### SET TASK
Rewrite the entries from the start through the line containing "point(157, 51)", including that line and the requests, and offset every answer coordinate by 52, leaving the sample coordinates unchanged. Leave the pictures out of your answer.

### Data entries
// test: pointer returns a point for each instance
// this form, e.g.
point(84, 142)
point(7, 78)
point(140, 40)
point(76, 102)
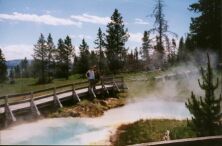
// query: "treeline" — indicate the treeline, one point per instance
point(157, 51)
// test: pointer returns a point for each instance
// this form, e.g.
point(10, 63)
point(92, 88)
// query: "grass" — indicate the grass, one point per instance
point(144, 131)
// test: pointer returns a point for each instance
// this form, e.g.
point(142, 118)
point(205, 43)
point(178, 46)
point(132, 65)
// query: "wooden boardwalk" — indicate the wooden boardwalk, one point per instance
point(34, 101)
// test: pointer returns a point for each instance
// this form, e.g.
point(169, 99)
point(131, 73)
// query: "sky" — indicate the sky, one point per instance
point(22, 21)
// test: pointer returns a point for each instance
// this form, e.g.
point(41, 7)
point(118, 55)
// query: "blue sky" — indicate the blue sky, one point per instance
point(22, 21)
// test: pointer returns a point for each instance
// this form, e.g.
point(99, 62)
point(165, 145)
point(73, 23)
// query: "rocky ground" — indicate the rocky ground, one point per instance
point(87, 108)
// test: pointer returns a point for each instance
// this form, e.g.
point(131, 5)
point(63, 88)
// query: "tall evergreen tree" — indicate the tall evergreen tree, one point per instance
point(181, 50)
point(41, 60)
point(161, 30)
point(206, 112)
point(115, 42)
point(17, 71)
point(11, 76)
point(51, 55)
point(69, 51)
point(24, 68)
point(3, 67)
point(146, 46)
point(65, 53)
point(205, 29)
point(100, 45)
point(83, 61)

### ANSWER TO THIS EXERCISE
// test: pointer returns a point for each instance
// this form, e.g.
point(84, 142)
point(7, 78)
point(140, 40)
point(76, 102)
// query: "treeline" — indicate the treeline, one point per instance
point(209, 103)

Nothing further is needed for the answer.